Task goal :: From the rows below, pull out every line that contains the word "lawn" and copy each one out.

* begin Records for processing *

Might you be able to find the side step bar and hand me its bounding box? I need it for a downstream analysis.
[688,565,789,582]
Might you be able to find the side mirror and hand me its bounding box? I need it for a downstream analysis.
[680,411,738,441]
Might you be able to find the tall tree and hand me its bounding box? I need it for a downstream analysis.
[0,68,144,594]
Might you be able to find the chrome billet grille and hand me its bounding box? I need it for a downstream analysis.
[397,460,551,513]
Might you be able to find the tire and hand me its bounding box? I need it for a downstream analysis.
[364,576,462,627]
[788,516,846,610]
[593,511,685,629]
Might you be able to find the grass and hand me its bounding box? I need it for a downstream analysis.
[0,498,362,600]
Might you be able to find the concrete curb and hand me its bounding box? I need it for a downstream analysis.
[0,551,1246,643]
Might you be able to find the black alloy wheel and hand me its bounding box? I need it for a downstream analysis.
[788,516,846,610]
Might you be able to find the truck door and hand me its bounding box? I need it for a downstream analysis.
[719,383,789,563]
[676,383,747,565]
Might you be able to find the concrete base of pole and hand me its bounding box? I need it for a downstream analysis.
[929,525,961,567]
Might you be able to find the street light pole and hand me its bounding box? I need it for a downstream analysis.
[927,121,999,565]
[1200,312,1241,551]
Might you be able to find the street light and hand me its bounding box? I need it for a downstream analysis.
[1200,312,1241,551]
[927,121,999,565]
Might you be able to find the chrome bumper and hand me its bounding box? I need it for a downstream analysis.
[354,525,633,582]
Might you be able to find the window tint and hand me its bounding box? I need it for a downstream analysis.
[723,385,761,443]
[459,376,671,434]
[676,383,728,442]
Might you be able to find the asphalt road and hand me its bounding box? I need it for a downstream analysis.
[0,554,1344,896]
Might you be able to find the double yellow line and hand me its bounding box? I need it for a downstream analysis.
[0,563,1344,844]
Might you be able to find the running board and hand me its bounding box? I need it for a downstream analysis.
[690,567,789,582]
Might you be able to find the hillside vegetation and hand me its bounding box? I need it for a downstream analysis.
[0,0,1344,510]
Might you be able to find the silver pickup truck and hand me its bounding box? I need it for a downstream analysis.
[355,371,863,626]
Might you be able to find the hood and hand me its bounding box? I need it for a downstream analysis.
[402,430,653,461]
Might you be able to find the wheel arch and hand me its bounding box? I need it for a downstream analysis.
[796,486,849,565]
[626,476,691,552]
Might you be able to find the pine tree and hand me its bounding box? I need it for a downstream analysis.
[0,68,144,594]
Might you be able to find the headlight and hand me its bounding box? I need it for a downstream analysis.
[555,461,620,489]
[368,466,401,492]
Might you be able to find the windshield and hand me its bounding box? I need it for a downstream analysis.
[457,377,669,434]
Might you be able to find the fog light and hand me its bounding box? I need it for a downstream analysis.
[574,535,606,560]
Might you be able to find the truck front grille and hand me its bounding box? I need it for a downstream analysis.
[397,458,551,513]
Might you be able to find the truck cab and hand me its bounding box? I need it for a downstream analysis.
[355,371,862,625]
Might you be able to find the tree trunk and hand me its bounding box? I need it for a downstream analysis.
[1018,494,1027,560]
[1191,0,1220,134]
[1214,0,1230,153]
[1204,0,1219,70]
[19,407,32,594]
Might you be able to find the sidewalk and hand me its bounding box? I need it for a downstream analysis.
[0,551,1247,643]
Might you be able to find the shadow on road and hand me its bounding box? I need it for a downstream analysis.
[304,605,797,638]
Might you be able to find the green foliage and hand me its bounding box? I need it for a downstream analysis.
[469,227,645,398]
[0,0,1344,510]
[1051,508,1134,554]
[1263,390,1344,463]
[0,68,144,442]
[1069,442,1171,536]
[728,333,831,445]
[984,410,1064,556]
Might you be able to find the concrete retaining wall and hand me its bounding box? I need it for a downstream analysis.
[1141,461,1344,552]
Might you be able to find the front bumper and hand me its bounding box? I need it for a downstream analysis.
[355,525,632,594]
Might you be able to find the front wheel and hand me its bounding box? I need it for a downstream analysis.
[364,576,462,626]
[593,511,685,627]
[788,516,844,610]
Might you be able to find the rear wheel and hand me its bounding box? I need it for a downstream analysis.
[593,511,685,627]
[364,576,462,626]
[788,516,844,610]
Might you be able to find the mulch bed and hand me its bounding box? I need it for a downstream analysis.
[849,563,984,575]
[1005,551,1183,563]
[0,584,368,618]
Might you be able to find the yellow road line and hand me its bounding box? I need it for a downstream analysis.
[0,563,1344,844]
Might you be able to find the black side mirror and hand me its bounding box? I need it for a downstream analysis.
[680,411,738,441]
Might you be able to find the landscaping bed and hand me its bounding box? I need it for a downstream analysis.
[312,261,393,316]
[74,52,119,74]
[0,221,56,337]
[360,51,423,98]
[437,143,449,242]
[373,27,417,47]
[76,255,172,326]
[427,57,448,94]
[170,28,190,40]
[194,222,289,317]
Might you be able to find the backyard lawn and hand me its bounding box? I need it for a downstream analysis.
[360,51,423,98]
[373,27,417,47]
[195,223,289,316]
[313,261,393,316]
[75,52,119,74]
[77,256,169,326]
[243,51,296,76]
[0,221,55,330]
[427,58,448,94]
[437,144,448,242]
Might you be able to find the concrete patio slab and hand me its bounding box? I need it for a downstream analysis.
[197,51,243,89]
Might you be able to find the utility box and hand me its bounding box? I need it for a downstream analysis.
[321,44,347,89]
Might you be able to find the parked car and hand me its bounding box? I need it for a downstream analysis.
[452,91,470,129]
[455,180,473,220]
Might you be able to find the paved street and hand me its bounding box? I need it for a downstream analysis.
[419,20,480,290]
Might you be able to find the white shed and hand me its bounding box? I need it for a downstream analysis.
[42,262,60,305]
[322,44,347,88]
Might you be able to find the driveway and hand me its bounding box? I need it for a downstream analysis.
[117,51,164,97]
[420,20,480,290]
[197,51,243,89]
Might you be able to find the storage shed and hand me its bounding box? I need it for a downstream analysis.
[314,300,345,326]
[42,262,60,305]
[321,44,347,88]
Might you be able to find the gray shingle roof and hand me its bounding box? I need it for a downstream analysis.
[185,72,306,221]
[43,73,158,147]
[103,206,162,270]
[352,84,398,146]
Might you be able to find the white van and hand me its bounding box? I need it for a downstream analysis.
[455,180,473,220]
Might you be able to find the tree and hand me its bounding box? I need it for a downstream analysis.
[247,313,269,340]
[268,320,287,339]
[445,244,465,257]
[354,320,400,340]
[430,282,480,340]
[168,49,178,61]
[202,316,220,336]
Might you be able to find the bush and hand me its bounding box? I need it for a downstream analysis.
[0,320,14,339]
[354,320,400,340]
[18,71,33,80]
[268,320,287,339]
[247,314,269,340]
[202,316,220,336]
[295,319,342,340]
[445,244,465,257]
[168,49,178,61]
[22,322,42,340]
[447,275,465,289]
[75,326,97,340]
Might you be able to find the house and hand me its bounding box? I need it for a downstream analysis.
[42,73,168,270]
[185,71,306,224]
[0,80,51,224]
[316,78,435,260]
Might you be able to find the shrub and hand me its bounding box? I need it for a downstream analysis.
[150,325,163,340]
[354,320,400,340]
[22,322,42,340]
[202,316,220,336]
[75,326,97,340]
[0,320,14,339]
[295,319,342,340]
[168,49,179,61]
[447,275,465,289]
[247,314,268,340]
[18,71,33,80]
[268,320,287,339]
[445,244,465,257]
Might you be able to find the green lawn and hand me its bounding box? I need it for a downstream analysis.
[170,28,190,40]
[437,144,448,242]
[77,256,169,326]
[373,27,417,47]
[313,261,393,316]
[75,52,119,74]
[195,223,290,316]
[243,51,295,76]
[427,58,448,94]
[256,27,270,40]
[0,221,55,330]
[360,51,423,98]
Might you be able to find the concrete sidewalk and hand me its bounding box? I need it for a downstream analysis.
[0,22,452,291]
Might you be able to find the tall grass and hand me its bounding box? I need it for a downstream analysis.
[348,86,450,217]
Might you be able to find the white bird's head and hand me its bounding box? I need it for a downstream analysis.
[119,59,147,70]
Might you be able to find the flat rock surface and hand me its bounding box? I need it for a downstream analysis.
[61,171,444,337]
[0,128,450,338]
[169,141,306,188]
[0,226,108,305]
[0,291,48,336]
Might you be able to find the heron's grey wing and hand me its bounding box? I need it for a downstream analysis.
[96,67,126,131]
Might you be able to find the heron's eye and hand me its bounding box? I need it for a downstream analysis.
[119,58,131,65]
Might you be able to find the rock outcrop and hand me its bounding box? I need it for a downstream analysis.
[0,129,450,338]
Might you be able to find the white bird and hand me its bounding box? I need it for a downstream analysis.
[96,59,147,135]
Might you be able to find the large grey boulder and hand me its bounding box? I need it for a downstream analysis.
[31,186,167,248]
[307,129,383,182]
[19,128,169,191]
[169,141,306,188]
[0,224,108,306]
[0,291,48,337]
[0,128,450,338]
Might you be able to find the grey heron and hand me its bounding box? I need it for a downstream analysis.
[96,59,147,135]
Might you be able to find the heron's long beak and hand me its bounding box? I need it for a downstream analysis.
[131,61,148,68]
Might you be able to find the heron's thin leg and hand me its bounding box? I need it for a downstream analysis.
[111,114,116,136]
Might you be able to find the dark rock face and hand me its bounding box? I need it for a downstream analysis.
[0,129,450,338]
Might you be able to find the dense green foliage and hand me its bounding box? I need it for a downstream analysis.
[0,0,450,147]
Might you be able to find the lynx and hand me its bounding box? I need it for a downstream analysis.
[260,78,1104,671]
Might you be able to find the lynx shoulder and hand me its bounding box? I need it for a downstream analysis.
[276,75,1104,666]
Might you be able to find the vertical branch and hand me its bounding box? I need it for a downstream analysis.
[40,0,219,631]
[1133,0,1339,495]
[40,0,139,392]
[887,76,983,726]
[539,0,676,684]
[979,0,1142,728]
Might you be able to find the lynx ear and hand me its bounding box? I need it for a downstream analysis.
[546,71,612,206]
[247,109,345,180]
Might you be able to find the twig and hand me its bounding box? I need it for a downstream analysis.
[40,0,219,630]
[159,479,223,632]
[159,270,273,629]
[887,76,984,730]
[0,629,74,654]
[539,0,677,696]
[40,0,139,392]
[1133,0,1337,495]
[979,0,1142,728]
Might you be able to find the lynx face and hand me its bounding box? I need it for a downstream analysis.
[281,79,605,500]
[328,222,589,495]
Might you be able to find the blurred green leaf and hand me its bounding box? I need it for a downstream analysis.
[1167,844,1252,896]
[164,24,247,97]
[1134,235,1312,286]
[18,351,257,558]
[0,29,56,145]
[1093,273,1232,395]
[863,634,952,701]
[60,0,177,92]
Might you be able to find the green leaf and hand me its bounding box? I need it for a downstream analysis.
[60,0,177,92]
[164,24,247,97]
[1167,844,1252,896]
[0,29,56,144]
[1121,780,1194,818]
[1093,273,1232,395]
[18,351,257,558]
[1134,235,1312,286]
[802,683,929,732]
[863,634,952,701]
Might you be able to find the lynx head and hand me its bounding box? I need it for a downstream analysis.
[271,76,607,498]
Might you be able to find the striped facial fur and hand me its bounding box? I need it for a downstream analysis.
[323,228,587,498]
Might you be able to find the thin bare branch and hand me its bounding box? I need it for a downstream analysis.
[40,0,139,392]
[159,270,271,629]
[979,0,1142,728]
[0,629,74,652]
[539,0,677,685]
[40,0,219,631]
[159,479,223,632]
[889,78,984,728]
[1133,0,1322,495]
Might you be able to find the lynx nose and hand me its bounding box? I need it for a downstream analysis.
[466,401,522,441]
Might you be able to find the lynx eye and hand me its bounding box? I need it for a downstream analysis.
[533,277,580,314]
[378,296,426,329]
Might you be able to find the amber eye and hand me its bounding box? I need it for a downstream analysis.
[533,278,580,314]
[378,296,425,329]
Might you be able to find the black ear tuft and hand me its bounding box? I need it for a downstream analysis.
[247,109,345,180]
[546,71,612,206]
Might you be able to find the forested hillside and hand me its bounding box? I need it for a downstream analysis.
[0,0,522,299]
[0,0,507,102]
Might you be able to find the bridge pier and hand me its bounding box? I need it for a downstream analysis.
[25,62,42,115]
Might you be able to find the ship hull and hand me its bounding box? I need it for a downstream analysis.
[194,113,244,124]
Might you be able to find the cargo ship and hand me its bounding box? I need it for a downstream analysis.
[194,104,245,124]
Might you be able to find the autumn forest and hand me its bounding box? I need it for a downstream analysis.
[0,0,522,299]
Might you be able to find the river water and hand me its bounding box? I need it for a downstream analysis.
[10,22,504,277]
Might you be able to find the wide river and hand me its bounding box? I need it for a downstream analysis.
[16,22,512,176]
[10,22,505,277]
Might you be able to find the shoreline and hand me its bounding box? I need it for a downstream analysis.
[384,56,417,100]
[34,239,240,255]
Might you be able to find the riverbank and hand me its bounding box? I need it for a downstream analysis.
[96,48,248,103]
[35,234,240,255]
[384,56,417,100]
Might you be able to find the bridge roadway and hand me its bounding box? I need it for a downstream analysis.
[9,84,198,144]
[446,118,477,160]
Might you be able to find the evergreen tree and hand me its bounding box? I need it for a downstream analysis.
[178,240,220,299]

* end Records for processing *

Correct result ::
Might you be able to find the backyard lawn and hand me its bounding box? I need it for a downstream analysis.
Might you be able to find the green lawn and hand me its bounding box? I need it for a downstream analysis.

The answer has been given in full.